● **Page excerpt**
Well….a tolerant attitude? It’s either that or a hypocritical one, take your pick. Unfortunately it seems that DEI people frequently choose the latter.
Much like conservative-controlled campuses and faux libertarian, hypocritical, right-wing blogs with scant academic veneer?
How about we require that the football and basketball teams represent the racial demographics of the institution?
How about the physical demographics as well -- if the average male is 5' 09" tall, then we must have a basketball team that averages 5' 09"....
We need to tell some very gifted athletes that they are too tall and too Black to play basketball. And maybe that's what we need to do to put an end to all of this...
I'm with you Dr. Ed 2!!!
The poor, white, American male...
****tear rolls down my cheek****
'We need to tell some very gifted athletes that they are too tall and too Black to play basketball.'
Well, no, YOU seem to feel the need, or the desire, to tell them, nobody else does.
Gently echoing the goal-driven definition of academic freedom of speech, the author states "Private organizations come into existence to achieve certain goals and if an organization exists to achieve a certain goal, it is not objectionably intolerant for that organization to discriminate in hiring and promotion against those who do not share this goal."
This triggers a question glossed in the essay. Has the current model of public higher education outlived its utility; that is, should each institution of higher education be considered a private organization, each not subject to funding constraints implicitly imposed by an internal or external political agenda? Should we migrate to a voucher-driven approach, giving interested students and their paying parents a far greater role in determining which institutions thrive?
"Scholarly and scientific research that improves our understanding of the world has instrumental and non-instrumental value, as does sharing this understanding with INTERESTED young people. [...] The first option — that the primary purpose of an institution is determined by the goals of its founders — seems incorrect because an institution might have been founded many years ago and its primary purpose might have changed over time in response to changing social conditions, changing values, and changing leadership. [...] [T]he second option — that the primary purpose of an institution is determined by the goals of the current leadership — also seems incorrect."
The moral questions of who decides and to what degree remain, even when we agree that the goal of an educational institution is to educate: "There is a limit to what tolerance can require of a private institution. It cannot require nondiscrimination that is incompatible with the institution achieving its primary purpose. But it can require nondiscrimination that is compatible with the institution achieving its primary purpose."
'Should we migrate to a voucher-driven approach, giving interested students and their paying parents a far greater role in determining which institutions thrive?'
Seems like a way to kill off all but the most utilitarian forms of academic scholarship.
Oh cool, someone thinks they're clever for "discovering" the paradox of tolerance. Again.
Yes. Preaching tolerance but practicing intolerance.
Of course they can simply practice what they preach, and some almost certainly do. But it seems as if too frequently they don’t.
Why? Equity should apply to everyone, else there’s no true equity. Me and you and LeBron and everybody else.
Personally, I’m looking forward to realizing my dream to be a major league middle infielder.
"Maybe basketball teams are different than many other organizations?"

● **Directive A**
Could you set down the passage of the comment thread that begins at the words "Yes. Preaching tolerance" and stops after "frequently they don’t.", copying it character for character?
The comment thread and the records below it have nothing to do with each other.

● **Records for the task**
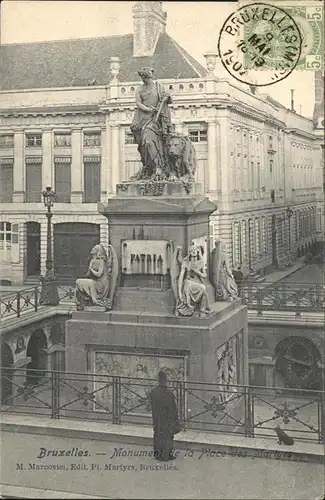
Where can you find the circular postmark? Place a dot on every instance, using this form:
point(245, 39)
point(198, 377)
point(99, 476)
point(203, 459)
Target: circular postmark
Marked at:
point(260, 44)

● **Directive B**
Can you output the lines of the records as a JSON list of strings, one string per line, with blank lines and the pictures left out?

● **Final result A**
Yes. Preaching tolerance but practicing intolerance.
Of course they can simply practice what they preach, and some almost certainly do. But it seems as if too frequently they don’t.

● **Final result B**
[
  "Where can you find the circular postmark? Place a dot on every instance, using this form:",
  "point(245, 39)",
  "point(198, 377)",
  "point(99, 476)",
  "point(203, 459)",
  "Target: circular postmark",
  "Marked at:",
  "point(260, 44)"
]